### [Task to complete]
Each entry in the material below should be copied without any alteration.

============================================================

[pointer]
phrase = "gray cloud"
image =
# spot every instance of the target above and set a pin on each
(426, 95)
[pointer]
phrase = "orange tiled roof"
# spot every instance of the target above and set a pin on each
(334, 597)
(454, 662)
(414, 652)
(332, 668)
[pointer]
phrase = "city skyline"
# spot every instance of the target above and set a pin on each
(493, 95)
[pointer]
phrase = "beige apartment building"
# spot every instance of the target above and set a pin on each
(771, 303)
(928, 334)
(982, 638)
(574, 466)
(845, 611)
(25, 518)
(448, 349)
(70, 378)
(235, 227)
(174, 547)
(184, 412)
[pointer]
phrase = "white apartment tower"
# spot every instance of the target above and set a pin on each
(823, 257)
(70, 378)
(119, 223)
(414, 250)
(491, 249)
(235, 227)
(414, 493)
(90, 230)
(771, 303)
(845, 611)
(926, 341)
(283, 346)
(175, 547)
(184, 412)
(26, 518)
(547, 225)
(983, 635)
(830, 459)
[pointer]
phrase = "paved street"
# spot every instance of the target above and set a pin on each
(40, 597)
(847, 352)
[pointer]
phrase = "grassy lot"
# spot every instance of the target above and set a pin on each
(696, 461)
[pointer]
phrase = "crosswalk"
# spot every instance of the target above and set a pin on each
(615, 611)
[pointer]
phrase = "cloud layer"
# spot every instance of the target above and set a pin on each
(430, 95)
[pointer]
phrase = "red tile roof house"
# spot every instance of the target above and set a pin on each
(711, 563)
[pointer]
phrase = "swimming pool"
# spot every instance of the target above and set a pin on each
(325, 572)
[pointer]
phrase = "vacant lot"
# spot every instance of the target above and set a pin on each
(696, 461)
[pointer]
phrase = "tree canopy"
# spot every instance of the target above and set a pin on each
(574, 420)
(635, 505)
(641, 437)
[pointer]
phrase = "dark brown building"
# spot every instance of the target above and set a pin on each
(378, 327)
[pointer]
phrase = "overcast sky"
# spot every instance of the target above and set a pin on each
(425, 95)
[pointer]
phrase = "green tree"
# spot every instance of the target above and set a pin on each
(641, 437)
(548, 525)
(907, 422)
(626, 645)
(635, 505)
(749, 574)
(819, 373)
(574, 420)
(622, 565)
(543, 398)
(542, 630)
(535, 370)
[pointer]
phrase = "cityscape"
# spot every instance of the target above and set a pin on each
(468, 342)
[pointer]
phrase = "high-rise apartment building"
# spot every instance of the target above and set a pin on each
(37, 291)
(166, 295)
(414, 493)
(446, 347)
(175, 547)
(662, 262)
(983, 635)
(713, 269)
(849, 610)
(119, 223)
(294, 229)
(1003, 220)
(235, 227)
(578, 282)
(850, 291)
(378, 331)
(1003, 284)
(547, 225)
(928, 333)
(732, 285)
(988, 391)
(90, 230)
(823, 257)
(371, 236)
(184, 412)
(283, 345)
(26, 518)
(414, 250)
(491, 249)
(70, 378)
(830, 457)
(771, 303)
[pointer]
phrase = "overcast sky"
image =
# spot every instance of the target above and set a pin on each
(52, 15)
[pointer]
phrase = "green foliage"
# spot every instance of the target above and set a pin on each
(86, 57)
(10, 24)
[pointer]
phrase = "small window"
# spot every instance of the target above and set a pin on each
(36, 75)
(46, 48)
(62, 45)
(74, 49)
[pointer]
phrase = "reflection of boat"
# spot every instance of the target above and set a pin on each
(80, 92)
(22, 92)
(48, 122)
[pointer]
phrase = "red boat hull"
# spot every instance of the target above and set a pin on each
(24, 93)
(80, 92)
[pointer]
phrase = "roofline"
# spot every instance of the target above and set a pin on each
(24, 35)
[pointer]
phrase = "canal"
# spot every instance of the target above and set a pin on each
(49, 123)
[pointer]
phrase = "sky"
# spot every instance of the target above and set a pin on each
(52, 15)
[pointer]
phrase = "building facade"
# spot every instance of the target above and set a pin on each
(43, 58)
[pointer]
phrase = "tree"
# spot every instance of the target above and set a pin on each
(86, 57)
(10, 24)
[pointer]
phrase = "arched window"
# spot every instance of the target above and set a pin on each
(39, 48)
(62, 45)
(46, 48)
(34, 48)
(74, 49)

============================================================

### [Task result]
[pointer]
phrase = "gray cloud"
image =
# spot every instance of the target above and set a pin on each
(426, 95)
[pointer]
phrase = "orange tiled roof"
# spot every instance of the target above and set a pin on each
(334, 597)
(454, 662)
(414, 652)
(332, 668)
[pointer]
phrase = "city skyline"
# spot every instance of the target above and set a pin on each
(493, 95)
[pointer]
phrase = "beige apartment building"
# spot every instance of the target above and set a pin on each
(771, 303)
(928, 334)
(982, 638)
(574, 466)
(845, 611)
(25, 518)
(448, 349)
(70, 378)
(235, 227)
(174, 547)
(184, 412)
[pointer]
phrase = "white apartment tower"
# spot every instance of the target above and set a pin on each
(823, 257)
(70, 378)
(119, 223)
(414, 250)
(491, 249)
(235, 227)
(414, 493)
(90, 230)
(771, 303)
(845, 611)
(926, 341)
(283, 346)
(175, 547)
(184, 412)
(26, 518)
(547, 225)
(983, 635)
(830, 459)
[pointer]
phrase = "paved street"
# spot every instance of the target above and set a pin on each
(40, 597)
(847, 352)
[pointer]
phrase = "grassy lot"
# spot every instance of the target above and set a pin on each
(696, 461)
[pointer]
phrase = "crosswalk"
# spot every instance of the target above and set a pin on each
(615, 611)
[pointer]
phrase = "cloud layer"
# spot every instance of the target above and set a pin on each
(430, 95)
[pointer]
phrase = "red tile roof house"
# spot every instance of the target above and set a pin on each
(711, 563)
[pointer]
phrase = "swimming pool"
# spot every instance of the target above and set a pin on each
(325, 572)
[pointer]
phrase = "vacant lot"
# spot every instance of the target above and set a pin on each
(696, 461)
[pointer]
phrase = "tree canopy"
# spot every instance of the target above and set a pin on each
(574, 420)
(635, 505)
(641, 437)
[pointer]
phrase = "dark brown building"
# spot every instance of the target above and set a pin on each
(378, 327)
[pointer]
phrase = "overcast sky"
# spot every instance of the target above and set a pin on each
(425, 95)
[pointer]
phrase = "green tree"
# spot every instance of the target above and set a pin on each
(641, 437)
(548, 525)
(907, 422)
(626, 645)
(635, 505)
(749, 574)
(819, 373)
(574, 420)
(622, 565)
(543, 398)
(542, 630)
(535, 370)
[pointer]
phrase = "cityscape"
# spot every instance of the target above and set a pin on each
(468, 342)
[pointer]
phrase = "high-rise apartment building"
# spot every instance of the target above and set a pin on each
(37, 291)
(166, 295)
(414, 493)
(446, 347)
(175, 547)
(662, 262)
(983, 635)
(713, 269)
(849, 610)
(119, 223)
(294, 229)
(1003, 220)
(235, 227)
(578, 282)
(850, 291)
(378, 331)
(1003, 284)
(547, 225)
(928, 333)
(732, 285)
(988, 391)
(90, 230)
(823, 257)
(371, 236)
(184, 412)
(283, 345)
(26, 518)
(414, 250)
(491, 249)
(70, 378)
(830, 457)
(771, 303)
[pointer]
phrase = "overcast sky"
image =
# spot every instance of the target above and set a pin on each
(52, 15)
[pointer]
phrase = "green foliage"
# spot every instance of the target above and set a pin on each
(86, 57)
(10, 24)
[pointer]
phrase = "small window"
# spot every instance of the target above and set a pin on each
(36, 75)
(46, 48)
(62, 45)
(74, 49)
[pointer]
phrase = "reflection of boat"
# spot every instance of the target above and set a pin on each
(80, 92)
(22, 92)
(48, 122)
[pointer]
phrase = "red boat hull"
# spot every instance of the target above and set a pin on each
(24, 93)
(80, 92)
[pointer]
phrase = "roofline"
# spot every instance of the target above and set a pin on each
(24, 35)
[pointer]
phrase = "canal"
# spot every instance of the target above and set a pin on each
(49, 123)
[pointer]
phrase = "sky"
# spot every instance of the target above and set a pin on each
(52, 15)
[pointer]
phrase = "building facade"
# spot every instance of the target above and set a pin on each
(43, 58)
[pointer]
phrase = "tree"
# spot every instance of the target above and set a pin on each
(86, 57)
(10, 24)
[pointer]
phrase = "arched window"
# spot every instance of the target above and set a pin on each
(39, 48)
(62, 45)
(46, 48)
(34, 48)
(74, 49)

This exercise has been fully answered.